**Dataset entries:**

┌──

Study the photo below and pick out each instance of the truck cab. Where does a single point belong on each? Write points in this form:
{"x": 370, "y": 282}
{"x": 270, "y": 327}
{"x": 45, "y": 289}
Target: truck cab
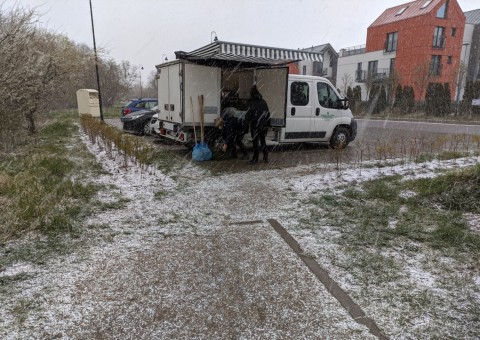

└──

**Brief:** A count is needed of the lines in this data that contain "truck"; give the number and no other text.

**Output of the task:** 2